[Stated task]
Set down the whole listing verbatim.

[Coordinate annotation entries]
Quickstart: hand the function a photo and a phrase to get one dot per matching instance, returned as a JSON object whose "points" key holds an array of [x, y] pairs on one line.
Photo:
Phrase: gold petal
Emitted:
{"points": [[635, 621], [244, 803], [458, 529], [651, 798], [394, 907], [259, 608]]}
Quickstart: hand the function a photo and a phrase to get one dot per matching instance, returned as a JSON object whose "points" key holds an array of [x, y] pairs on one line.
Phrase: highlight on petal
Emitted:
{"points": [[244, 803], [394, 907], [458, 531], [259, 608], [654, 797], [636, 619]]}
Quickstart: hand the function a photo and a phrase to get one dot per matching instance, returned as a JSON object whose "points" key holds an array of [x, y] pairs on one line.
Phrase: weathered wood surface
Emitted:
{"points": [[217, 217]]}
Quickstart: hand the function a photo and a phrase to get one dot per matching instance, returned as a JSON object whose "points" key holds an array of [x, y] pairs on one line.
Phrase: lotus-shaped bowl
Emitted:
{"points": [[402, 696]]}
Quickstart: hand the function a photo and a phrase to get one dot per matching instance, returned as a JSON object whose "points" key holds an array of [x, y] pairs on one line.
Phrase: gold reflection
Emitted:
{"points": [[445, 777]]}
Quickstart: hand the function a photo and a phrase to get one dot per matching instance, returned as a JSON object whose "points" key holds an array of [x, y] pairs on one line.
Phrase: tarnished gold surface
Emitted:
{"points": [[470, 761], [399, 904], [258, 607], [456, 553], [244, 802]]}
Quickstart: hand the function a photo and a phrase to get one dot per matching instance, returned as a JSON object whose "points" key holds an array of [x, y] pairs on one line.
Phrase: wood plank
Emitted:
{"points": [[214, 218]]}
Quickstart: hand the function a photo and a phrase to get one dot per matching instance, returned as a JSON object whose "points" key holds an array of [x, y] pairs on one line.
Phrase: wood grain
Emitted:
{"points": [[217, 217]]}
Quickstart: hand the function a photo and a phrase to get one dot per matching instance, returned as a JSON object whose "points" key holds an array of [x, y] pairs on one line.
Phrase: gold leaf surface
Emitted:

[Output below]
Quickstart: hand the function a photo and a phrase to get one dot per matching instance, returned as a JSON object whose "points" key holds an array of [x, y] pairs on one line.
Photo:
Phrase: gold petal
Emitted:
{"points": [[635, 621], [244, 803], [458, 529], [651, 798], [394, 907], [259, 608]]}
Quickstart: hand the function a photo and a phrase to get one dot per matching instance, returned as a JSON object whose "points" key holds an array of [x, y] pairs on one line.
Phrase: highlight on petal
Emitted:
{"points": [[244, 803], [394, 907], [458, 531], [259, 608], [654, 797], [636, 619]]}
Quickstart: hand the function a photo and a phrase to get one dot per matching instance, returned as a JSON object whose "points" key holds an array of [x, y] pairs on one line.
Phrase: weathered wood surface
Emitted:
{"points": [[217, 217]]}
Quickstart: hand the function a photo and a phrase to get one dot per matching instance, returned as a JSON object whose "points" key holds an array of [x, y] pairs on one line.
Phrase: lotus-shaped bowl
Emitted:
{"points": [[402, 696]]}
Quickstart: hand the function a photo and a phrase to get one dot per matching instance, returned as a JSON object whose "points" key holds an array of [x, y] pairs on one line.
Phrase: gold reflection
Emitted:
{"points": [[445, 777]]}
Quickstart: hand the function a photo and a phrase to get one dot per matching instance, returned as a JSON object whose "points" key holds an array of [x, y] pairs on one line.
Phrase: tarnished gold surface
Emitted:
{"points": [[470, 761], [399, 904], [258, 607], [456, 553], [244, 802]]}
Quickstart: hand the function a photo and a phrase to get one dot per matching instance, returned as a JSON object whose "points" key holds an array of [x, y] pairs on one line.
Phrase: wood plank
Emitted:
{"points": [[214, 218]]}
Quickstart: hand the function a photo and a phrase to get one dot per matching instance, returned as a JSON object whose "points" key holds an array of [x, y] pairs on one line.
Phrase: wood grain
Emitted:
{"points": [[217, 217]]}
Quickstart: hand the function a photo and a phrase to get one dot per matching instance, returned as a JSON object whose "points" key holds an array of [x, y] pairs on one line.
Phrase: gold leaf surface
Emitted:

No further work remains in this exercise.